### Compiti
A: Riassumi in due frasi il racconto della sparatoria.
B: Prosegui il racconto della sparatoria partendo dopo la sua ultima frase.

### Testo mostrato
Anche Fiore spara, ma il suo M12 si inceppa subito, un paio di proiettili sono partiti, ma non centrano nessuno. Ricci colpito perde il controllo e la 130 tampona l’auto di Moretti, che si è fermata mezzo metro oltre lo stop.

Contemporaneamente Gallinari e Bonisoli sparano un paio di raffiche contro l’Alfetta. Non è difficile colpire un’auto a due metri. Zizzi, il capo auto, e l’autista che si è ranicchiato sul sedile, come se fosse sufficiente per salvarsi, sono uccisi sul colpo e l’auto va a tamponare a sua volta la 130 di Moro.

Ricci, con gli ultimi secondi di vita che gli restano, tenta disperatamente di uscire da quella tenaglia mortale, dà gas, ma Moretti, che secondo il piano doveva scendere con il suo Mab38, ha capito, resta in auto e tiene premuto il freno per non farsi spostare. Ricci innesta la retromarcia, ma dietro c’è l’Alfetta. E poi c’è un’auto parcheggiata proprio lì che comunque gli impedirebbe di passare sulla destra [2]. Morucci fa per sparargli ancora, ma anche il suo mitra si inceppa, si allontana di qualche passo per cambiare il caricatore, torna e spara un’altra raffica sui due carabinieri, ma non ce n’era bisogno, sono già immobili. Fiore continua ad armeggiare col suo, ma si inceppa di nuovo. Lui, con l’aria così cattiva e decisa, resta lì bloccato e non ha la prontezza di estrarre la pistola.

Sono armi davvero vecchie, anche il TZ45 di Gallinari non spara più. La guardia Iozzino, che era seduto dal lato destro, forse è già ferita, ma riesce a buttarsi giù dall’Alfetta e ad impugnare la pistola. Spara due colpi, ma praticamente in aria. Bonisoli e Gallinari, che ha prontamente impugnato la sua Smith&Wesson, si portano dietro l’auto e lo crivellano di colpi. Incredibile, anche l’Fna di Bonisoli si inceppa, ma anche lui non si ferma, ha già in mano la sua Beretta 51. I due girano sul lato destro delle auto e sparano ancora, attraverso i vetri frantumati nell’Alfetta. Gallinari raggiunge la 130, dove è seduto Moro, e spara ancora due colpi. Vogliono essere sicuri di avere ucciso tutti.

### Estratto dati
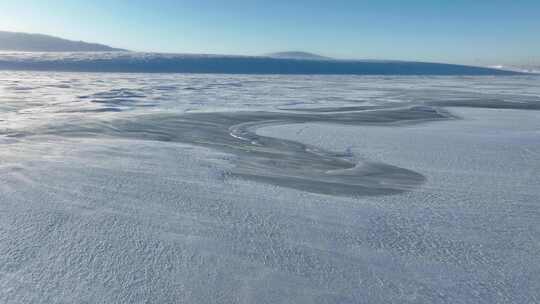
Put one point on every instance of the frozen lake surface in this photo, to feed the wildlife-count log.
(171, 188)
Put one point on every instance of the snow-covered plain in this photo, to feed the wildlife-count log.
(170, 188)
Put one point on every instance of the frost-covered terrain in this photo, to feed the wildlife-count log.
(170, 188)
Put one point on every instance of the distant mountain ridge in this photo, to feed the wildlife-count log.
(298, 55)
(24, 42)
(131, 62)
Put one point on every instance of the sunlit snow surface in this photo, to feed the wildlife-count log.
(139, 188)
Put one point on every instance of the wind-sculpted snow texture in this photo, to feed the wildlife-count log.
(169, 188)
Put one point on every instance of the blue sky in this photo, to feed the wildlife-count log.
(457, 31)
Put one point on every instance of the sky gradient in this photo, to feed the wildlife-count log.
(471, 32)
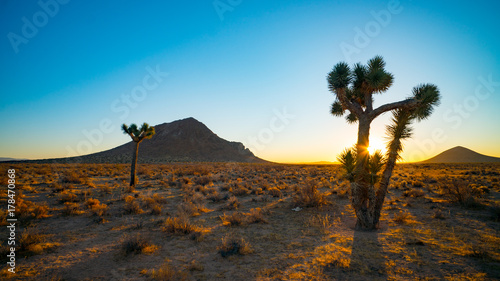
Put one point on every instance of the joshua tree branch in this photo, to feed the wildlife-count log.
(368, 102)
(404, 104)
(351, 106)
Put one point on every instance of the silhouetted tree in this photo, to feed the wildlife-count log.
(137, 135)
(354, 90)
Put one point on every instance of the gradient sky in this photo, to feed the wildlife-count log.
(69, 72)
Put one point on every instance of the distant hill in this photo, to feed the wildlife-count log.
(3, 159)
(186, 140)
(461, 154)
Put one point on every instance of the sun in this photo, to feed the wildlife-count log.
(376, 144)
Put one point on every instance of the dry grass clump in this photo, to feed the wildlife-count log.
(438, 214)
(138, 245)
(40, 211)
(179, 225)
(192, 209)
(71, 209)
(402, 217)
(232, 204)
(75, 177)
(256, 215)
(32, 242)
(68, 196)
(233, 219)
(323, 222)
(460, 191)
(275, 192)
(155, 202)
(167, 272)
(96, 208)
(131, 205)
(232, 245)
(342, 190)
(413, 193)
(309, 196)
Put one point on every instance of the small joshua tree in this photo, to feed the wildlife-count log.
(137, 135)
(354, 90)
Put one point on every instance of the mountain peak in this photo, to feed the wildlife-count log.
(460, 154)
(183, 140)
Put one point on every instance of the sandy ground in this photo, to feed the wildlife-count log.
(244, 213)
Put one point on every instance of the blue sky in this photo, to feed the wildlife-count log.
(253, 71)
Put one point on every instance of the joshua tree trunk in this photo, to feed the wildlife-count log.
(133, 179)
(402, 121)
(354, 89)
(384, 184)
(361, 189)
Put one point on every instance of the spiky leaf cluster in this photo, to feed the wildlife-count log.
(348, 160)
(358, 84)
(375, 164)
(138, 134)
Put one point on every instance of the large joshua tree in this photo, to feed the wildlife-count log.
(354, 89)
(137, 135)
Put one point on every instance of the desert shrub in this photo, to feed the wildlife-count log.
(40, 211)
(131, 205)
(342, 190)
(275, 192)
(257, 191)
(68, 197)
(105, 189)
(460, 191)
(255, 215)
(233, 246)
(438, 214)
(74, 177)
(495, 212)
(217, 197)
(417, 184)
(192, 209)
(99, 209)
(309, 196)
(91, 202)
(138, 245)
(30, 241)
(413, 193)
(154, 203)
(57, 187)
(323, 222)
(179, 225)
(168, 273)
(203, 180)
(156, 210)
(233, 219)
(70, 209)
(239, 190)
(232, 203)
(401, 217)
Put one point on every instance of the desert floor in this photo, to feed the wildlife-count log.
(235, 222)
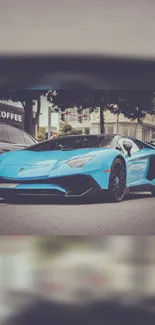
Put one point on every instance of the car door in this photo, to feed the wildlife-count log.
(137, 164)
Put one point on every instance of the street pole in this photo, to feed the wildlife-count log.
(49, 122)
(117, 123)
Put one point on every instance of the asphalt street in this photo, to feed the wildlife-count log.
(134, 216)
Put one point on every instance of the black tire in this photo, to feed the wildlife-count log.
(117, 182)
(153, 192)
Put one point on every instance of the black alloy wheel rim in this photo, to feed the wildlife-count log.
(118, 180)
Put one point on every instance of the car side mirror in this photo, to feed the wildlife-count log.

### Elenco risposte
A: Durante la sparatoria le armi vecchie degli assalitori si inceppano più volte, mentre Ricci, colpito, tenta invano di far uscire la 130 di Moro, bloccata tra l'auto di Moretti e l'Alfetta, dove Zizzi e l'autista sono uccisi sul colpo. La guardia Iozzino riesce a scendere dall'Alfetta e a sparare due colpi, ma Bonisoli e Gallinari lo crivellano e continuano a sparare attraverso i vetri per essere sicuri di aver ucciso tutti.

B:
<Venga con noi>

Due minuti di fuoco infernale. Sono stati sparati 93 colpi. Ora è il silenzio. Si sente solo la voce di Moretti che, sceso dall’auto, impartisce ordini.

Quando è iniziata la sparatoria la Balzerani si è portata al centro dell’incrocio e con paletta e mitra ha bloccato il traffico. Appena i colpi cessano, Seghetti svolta a marcia indietro in via Fani e si affianca alle tre auto. Fiore, l’ex scaricatore del mercato di Bari, apre la portiera della 130, l’abitacolo è pieno di vetri e di sangue. Moro è impietrito, ma illeso. Lui lo prende per un braccio: <Venga con noi>. Lo fa salire sulla 132, si siede di fianco a lui e lo copre con un plaid. Forse viene sedato con un tampone. Moretti sale davanti. E l’auto parte con il presidente della Dc [3]. Uno dei politici più importanti d’Italia è in mano ai brigatisti.

In primo piano l’appuntato Ricci, a fianco il maresciallo Leonardi

La 128 bianca, che ha caricato Gallinari si accoda. Morucci ha il compito di prelevare le borse di Moro, ma si è bloccato in mezzo alla strada, sembra sotto choc. Gallinari passando gli urla di sbrigarsi, lui si riprende, afferra due borse sul sedile della 130 e, assieme a Bonisoli, raggiunge la 128 blu, dove è già seduta la Balzerani. Sale al posto di guida e anche loro partono.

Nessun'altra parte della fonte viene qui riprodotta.